WASHINGTON — Some conservatives, angry over what they describe as the "self-appointed intrusion" of other conservatives into the AIDS debate, have risen to defend Surgeon General C. Everett Koop, who has been under attack for his outspoken views on how to combat the epidemic.
"To ignore reality within our society is to act like ostriches," wrote Douglas O. Lee, chairman of Americans for Nuclear Energy, to ultraconservatives Phyllis Schlafly and Paul M. Weyrich, who initiated the campaign against Koop several months ago. "As a conservative, I resent your self-appointed intrusion into this discussion. This is a medical problem . . . ."
Koop's views have deeply divided his once-solid constituency, which supported him through his confirmation fight and his first years as the nation's chief physician.
His report to the nation on AIDS last October, which called for sex education as early as elementary school and pleaded for compassion for AIDS patients, has transformed public debate on the epidemic. Since then, Koop has engaged in an unusually frank discussion of how AIDS is spread and has called for the advertisement of condoms on television and in other media.
Schlafly and Weyrich, among other things, object to Koop's promotion of condoms as the best way to reduce sexual spread of the AIDS virus and have criticized him for advocating sex education that would teach what they call "safe sodomy" and "safe fornication with condoms" to children. They have also described his comments about AIDS as "a cover-up for the homosexual community."
"No one appointed him to prescribe curriculum for grade school," Schlafly said Tuesday in an interview. "It's really out of line--and what he is prescribing is unacceptable."
Schlafly, who spearheaded the successful drive in the 1970s to defeat the equal rights amendment, recently wrote Koop in an angry letter: "We note that you did not advise people to use cigarette holders with filters in order to slightly reduce the health risks of smoking. We believe it would be just as irresponsible to advise people to use condoms in order to slightly reduce the health risks of illicit sexual activity."
'Not in Public Schools'
Further, she said, Koop fails to "differentiate between advice to adults and what could properly be taught to minor children. If he wants to go into singles' bars and say: 'Use condoms,' that's fine. But not in the public schools."
Koop, who was out of the country and could not be reached for comment, is known to be stung by the criticism, although he feels very strongly--as he wrote in response to Schlafly--that he must carry out his duties "in a scrupulously correct and scientific manner" and not become involved in "matters . . . which are judgmental in nature and which do not directly bear upon the scientific, medical and epidemiological facts of the disease of AIDS."
As part of their efforts, Schlafly and Weyrich have persuaded several conservatives, including presidential aspirant Rep. Jack Kemp (R-N.Y.), to withdraw their names as sponsors of a dinner next Tuesday honoring Koop.
Some Fighting Back
But, in recent weeks, others in the conservative community have begun to fight back--against their own--in support of Koop.
"I hate to be in a public debate with Phyllis Schlafly, since we have a lot of things in common," said Elizabeth Whelan, executive director of the American Council on Science and Health, a conservative consumer education group. "But she is wrong about Dr. Koop."
Whelan said she was initially "horrified" by Koop's views as they were described in a recent mailing by Schlafly and Weyrich. After receiving Schlafly's letter, however, Whelan said she called Koop's office and asked to be sent copies of his most recent speeches on AIDS.
● ● ●
Problems to solve.
A. From the article on the Koop AIDS dispute, write out the passage starting with "As part of their" and going on through "speeches on AIDS.".
B. Answer these questions using the article on the Koop AIDS dispute:
(i) Which organization does Douglas O. Lee chair?
(ii) Starting as early as elementary school, what did Koop's report to the nation on AIDS call for?
(iii) What position does Elizabeth Whelan hold, and at which group?

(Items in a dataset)
● ● ●
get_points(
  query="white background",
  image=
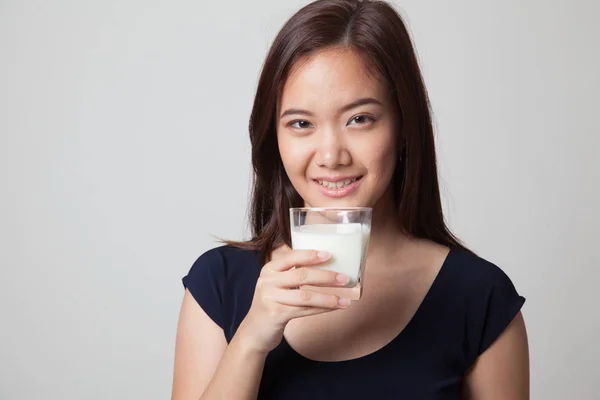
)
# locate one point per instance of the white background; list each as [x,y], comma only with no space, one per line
[123,148]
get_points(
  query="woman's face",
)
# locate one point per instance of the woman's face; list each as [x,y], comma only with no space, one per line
[336,132]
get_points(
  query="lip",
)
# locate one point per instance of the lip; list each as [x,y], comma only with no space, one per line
[341,192]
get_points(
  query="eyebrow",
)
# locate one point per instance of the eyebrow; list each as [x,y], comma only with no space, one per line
[347,107]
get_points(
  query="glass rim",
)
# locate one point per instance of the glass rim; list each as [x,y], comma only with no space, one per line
[293,209]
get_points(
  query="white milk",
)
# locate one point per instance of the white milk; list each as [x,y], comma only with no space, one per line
[347,244]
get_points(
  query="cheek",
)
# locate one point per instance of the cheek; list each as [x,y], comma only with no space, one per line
[294,157]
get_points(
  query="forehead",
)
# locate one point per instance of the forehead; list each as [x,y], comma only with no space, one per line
[330,79]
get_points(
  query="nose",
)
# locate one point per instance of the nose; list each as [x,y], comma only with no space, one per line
[331,150]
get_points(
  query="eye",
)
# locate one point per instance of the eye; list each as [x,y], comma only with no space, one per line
[300,124]
[362,119]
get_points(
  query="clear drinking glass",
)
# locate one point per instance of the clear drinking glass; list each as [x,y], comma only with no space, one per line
[344,232]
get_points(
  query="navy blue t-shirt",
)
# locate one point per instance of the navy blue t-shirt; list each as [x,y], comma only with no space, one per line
[469,304]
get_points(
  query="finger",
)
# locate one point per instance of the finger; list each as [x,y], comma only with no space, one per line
[299,312]
[309,276]
[298,257]
[309,298]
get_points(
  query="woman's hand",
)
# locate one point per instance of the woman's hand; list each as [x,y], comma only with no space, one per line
[278,297]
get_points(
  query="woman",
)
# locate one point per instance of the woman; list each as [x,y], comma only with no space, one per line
[341,118]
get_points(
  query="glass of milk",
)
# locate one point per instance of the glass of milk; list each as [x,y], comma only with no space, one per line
[343,232]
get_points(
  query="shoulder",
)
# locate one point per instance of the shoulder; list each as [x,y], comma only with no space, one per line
[222,280]
[486,294]
[224,262]
[475,273]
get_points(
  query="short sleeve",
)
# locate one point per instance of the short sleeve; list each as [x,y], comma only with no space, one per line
[492,308]
[205,281]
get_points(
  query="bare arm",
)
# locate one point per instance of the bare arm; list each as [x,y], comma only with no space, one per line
[205,364]
[502,371]
[207,368]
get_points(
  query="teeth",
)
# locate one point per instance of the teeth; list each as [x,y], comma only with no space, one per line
[336,185]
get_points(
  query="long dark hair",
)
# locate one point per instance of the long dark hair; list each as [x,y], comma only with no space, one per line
[375,31]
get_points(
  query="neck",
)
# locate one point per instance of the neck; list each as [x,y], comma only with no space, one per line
[386,228]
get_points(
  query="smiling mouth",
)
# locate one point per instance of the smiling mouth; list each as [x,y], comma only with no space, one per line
[337,184]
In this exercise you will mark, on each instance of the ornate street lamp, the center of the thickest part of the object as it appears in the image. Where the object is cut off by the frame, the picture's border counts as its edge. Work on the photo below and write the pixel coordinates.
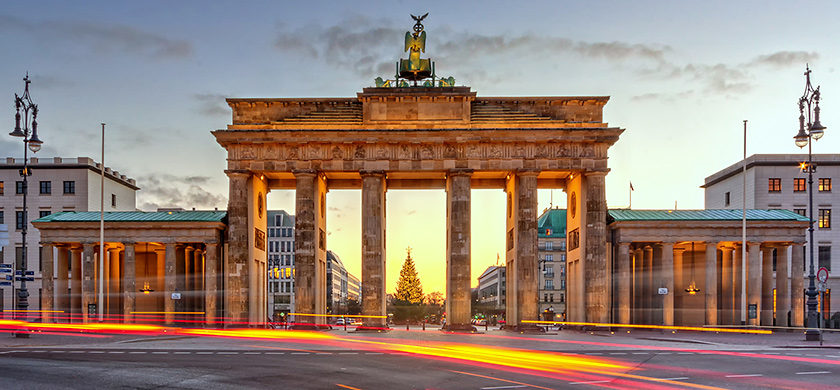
(29, 132)
(815, 131)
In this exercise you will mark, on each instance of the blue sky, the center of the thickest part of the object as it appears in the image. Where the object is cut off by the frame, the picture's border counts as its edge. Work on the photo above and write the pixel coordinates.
(681, 75)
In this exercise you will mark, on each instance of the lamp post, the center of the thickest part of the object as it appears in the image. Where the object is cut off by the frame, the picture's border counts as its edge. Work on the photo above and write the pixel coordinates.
(815, 131)
(29, 132)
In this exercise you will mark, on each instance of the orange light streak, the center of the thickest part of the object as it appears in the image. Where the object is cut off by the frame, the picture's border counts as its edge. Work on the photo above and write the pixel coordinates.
(692, 328)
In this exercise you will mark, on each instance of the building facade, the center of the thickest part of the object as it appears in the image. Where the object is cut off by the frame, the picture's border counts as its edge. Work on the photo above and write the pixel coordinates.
(551, 238)
(777, 181)
(687, 267)
(281, 263)
(55, 185)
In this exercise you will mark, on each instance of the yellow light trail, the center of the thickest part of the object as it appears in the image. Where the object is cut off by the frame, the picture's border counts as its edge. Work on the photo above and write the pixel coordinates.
(666, 327)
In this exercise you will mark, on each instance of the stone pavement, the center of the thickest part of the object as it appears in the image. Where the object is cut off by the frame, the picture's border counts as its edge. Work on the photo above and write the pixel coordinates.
(555, 340)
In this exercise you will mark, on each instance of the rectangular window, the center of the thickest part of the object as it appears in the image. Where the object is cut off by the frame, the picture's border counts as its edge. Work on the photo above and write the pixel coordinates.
(799, 184)
(774, 184)
(825, 218)
(825, 257)
(825, 184)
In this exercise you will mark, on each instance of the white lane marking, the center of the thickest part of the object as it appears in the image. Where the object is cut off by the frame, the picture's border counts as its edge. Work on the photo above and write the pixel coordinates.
(588, 383)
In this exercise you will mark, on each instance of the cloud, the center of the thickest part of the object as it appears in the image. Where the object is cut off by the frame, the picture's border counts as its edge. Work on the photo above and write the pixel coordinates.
(166, 190)
(212, 104)
(99, 36)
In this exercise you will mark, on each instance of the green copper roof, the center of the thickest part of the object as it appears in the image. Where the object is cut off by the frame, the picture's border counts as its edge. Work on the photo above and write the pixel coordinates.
(552, 223)
(704, 215)
(135, 216)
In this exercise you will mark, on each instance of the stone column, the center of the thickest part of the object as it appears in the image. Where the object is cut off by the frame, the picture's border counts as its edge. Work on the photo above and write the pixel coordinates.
(711, 284)
(237, 265)
(767, 287)
(47, 283)
(373, 247)
(624, 283)
(76, 285)
(596, 270)
(210, 283)
(638, 285)
(170, 283)
(754, 282)
(727, 297)
(458, 275)
(129, 282)
(113, 282)
(189, 279)
(797, 285)
(647, 287)
(667, 280)
(88, 282)
(782, 286)
(681, 273)
(62, 286)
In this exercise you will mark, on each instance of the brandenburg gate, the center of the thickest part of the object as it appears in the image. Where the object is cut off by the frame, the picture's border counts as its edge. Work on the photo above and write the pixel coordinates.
(429, 136)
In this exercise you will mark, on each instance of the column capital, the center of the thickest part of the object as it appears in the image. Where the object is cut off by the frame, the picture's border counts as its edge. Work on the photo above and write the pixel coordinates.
(371, 172)
(232, 173)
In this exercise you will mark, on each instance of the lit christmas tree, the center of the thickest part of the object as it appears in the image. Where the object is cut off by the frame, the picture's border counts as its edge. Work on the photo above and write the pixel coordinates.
(409, 288)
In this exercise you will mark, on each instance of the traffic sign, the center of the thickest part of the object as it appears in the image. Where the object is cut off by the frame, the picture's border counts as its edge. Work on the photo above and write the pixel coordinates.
(822, 274)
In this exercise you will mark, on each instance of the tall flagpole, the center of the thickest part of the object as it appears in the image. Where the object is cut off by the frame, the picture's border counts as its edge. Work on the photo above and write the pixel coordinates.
(102, 229)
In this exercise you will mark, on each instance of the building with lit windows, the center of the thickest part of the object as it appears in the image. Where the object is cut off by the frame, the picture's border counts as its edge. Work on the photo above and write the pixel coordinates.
(551, 242)
(56, 184)
(777, 181)
(281, 263)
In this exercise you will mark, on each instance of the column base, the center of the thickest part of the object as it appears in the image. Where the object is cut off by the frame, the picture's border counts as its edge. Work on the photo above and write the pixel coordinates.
(813, 335)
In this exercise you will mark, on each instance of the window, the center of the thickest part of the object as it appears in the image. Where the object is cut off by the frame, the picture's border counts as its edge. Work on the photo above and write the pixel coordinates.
(799, 184)
(825, 257)
(775, 185)
(825, 184)
(825, 218)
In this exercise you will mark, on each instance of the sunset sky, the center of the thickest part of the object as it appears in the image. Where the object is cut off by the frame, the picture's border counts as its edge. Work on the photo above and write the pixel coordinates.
(682, 77)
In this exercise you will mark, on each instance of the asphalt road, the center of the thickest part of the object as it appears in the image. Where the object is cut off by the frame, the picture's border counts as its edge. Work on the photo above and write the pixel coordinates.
(254, 366)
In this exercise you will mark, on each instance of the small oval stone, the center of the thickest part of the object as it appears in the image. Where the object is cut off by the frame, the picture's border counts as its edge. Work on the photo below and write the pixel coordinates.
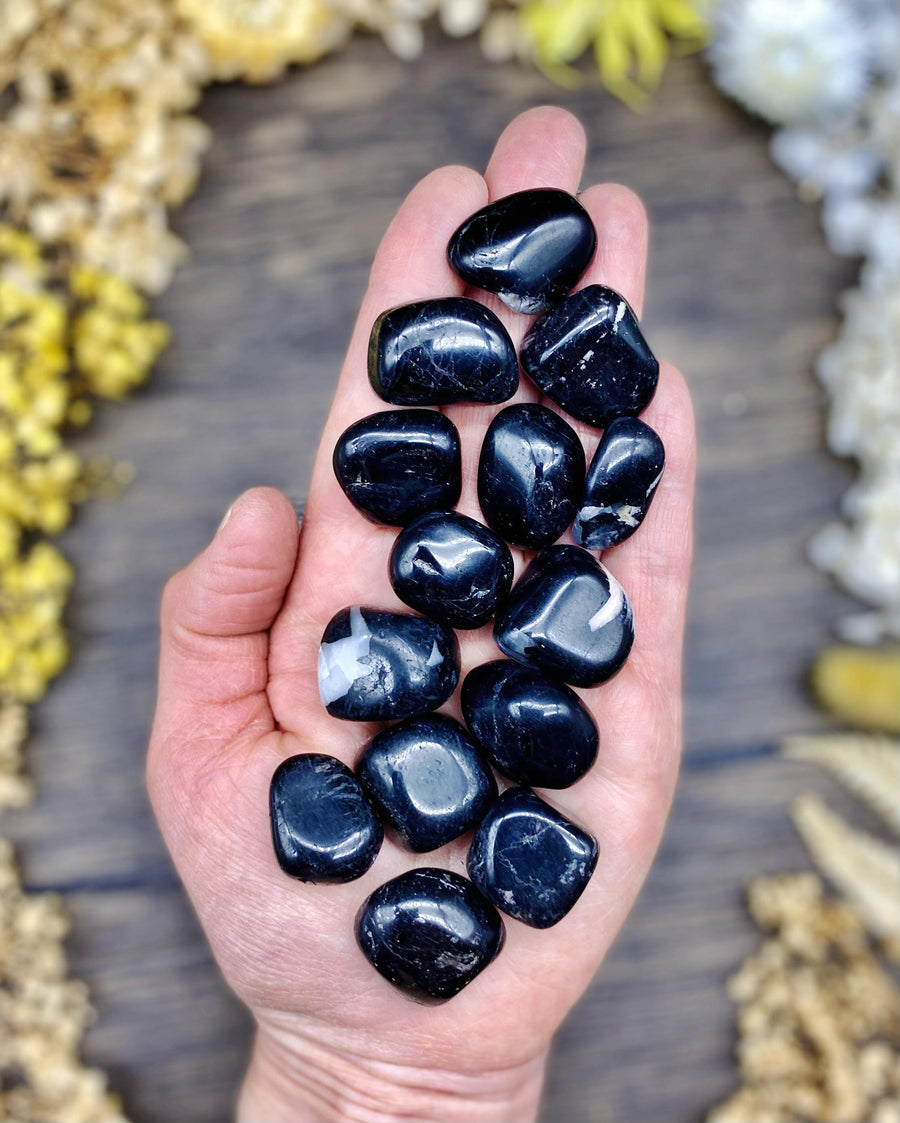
(530, 475)
(451, 568)
(396, 465)
(567, 617)
(590, 357)
(384, 666)
(438, 352)
(429, 932)
(529, 860)
(621, 481)
(323, 827)
(427, 779)
(528, 248)
(534, 730)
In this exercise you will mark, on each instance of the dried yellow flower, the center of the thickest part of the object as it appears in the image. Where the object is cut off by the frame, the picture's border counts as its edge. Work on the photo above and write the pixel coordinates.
(98, 143)
(43, 1015)
(818, 1017)
(860, 685)
(629, 39)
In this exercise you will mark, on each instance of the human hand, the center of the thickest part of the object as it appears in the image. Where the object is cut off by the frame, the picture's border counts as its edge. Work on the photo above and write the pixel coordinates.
(238, 694)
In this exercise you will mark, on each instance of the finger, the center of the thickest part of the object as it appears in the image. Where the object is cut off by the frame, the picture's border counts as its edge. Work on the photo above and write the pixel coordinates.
(653, 565)
(543, 147)
(215, 621)
(620, 259)
(345, 557)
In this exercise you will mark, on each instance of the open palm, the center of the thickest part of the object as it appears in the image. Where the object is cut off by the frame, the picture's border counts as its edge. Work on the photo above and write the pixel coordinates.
(238, 694)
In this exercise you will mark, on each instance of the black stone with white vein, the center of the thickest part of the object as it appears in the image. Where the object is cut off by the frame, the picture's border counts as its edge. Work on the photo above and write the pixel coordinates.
(529, 860)
(529, 248)
(590, 357)
(621, 481)
(384, 666)
(429, 932)
(567, 617)
(530, 475)
(439, 352)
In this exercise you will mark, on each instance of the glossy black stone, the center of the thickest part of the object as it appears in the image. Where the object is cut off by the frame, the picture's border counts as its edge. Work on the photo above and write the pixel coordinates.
(437, 352)
(427, 779)
(429, 932)
(621, 480)
(567, 617)
(529, 248)
(451, 568)
(535, 730)
(589, 356)
(530, 475)
(529, 860)
(323, 827)
(385, 666)
(396, 465)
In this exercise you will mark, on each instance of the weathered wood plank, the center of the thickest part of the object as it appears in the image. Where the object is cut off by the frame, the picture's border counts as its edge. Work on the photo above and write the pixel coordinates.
(299, 185)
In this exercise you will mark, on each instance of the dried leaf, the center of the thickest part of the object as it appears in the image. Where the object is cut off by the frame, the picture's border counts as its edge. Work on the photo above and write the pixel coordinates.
(863, 867)
(866, 764)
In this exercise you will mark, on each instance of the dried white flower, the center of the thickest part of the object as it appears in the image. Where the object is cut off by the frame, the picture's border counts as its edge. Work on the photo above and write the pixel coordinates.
(790, 62)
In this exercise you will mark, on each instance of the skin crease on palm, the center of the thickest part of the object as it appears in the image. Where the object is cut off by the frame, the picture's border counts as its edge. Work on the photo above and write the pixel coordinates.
(241, 629)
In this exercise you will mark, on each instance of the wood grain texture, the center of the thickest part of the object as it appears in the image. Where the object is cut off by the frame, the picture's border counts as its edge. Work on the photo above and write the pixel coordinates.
(299, 185)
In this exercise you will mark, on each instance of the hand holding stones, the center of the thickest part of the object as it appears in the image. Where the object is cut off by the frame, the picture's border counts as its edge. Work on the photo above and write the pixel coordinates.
(566, 619)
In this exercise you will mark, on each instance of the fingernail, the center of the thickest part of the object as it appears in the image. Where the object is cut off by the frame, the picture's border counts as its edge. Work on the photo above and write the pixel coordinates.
(226, 517)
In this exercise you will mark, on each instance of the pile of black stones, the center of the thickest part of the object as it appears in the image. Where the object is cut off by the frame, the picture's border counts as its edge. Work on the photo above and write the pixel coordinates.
(427, 777)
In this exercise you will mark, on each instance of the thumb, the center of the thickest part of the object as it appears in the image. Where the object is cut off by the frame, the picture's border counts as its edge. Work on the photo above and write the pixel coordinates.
(215, 620)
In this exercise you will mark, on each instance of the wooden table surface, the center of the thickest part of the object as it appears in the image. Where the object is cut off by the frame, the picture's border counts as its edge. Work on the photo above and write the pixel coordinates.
(299, 184)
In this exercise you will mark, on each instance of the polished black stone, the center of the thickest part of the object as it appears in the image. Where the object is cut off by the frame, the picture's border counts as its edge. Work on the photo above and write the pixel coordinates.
(427, 779)
(398, 464)
(535, 730)
(567, 617)
(323, 827)
(385, 666)
(529, 860)
(621, 481)
(529, 248)
(429, 932)
(451, 568)
(589, 356)
(437, 352)
(530, 475)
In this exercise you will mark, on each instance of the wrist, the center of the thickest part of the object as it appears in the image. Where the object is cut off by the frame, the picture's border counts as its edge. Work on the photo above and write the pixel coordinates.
(297, 1079)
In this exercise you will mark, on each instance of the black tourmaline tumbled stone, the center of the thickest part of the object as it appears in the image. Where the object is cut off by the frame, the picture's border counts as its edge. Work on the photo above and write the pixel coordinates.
(567, 617)
(398, 464)
(323, 825)
(452, 568)
(429, 932)
(534, 730)
(438, 352)
(385, 666)
(529, 248)
(623, 476)
(530, 475)
(529, 860)
(589, 356)
(427, 779)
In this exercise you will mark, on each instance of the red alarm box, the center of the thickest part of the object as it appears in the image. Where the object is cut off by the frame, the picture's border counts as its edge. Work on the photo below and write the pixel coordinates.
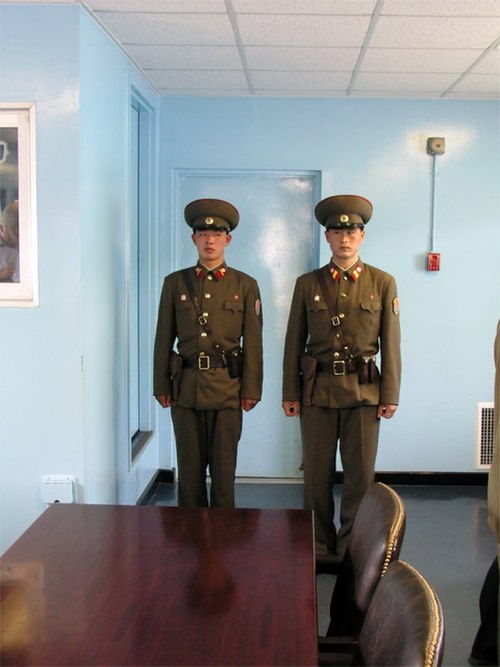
● ● ●
Exercise answers.
A.
As part of their efforts, Schlafly and Weyrich have persuaded several conservatives, including presidential aspirant Rep. Jack Kemp (R-N.Y.), to withdraw their names as sponsors of a dinner next Tuesday honoring Koop.
Some Fighting Back
But, in recent weeks, others in the conservative community have begun to fight back--against their own--in support of Koop.
"I hate to be in a public debate with Phyllis Schlafly, since we have a lot of things in common," said Elizabeth Whelan, executive director of the American Council on Science and Health, a conservative consumer education group. "But she is wrong about Dr. Koop."
Whelan said she was initially "horrified" by Koop's views as they were described in a recent mailing by Schlafly and Weyrich. After receiving Schlafly's letter, however, Whelan said she called Koop's office and asked to be sent copies of his most recent speeches on AIDS.

B.
(i) Americans for Nuclear Energy
(ii) Sex education
(iii) Executive director of the American Council on Science and Health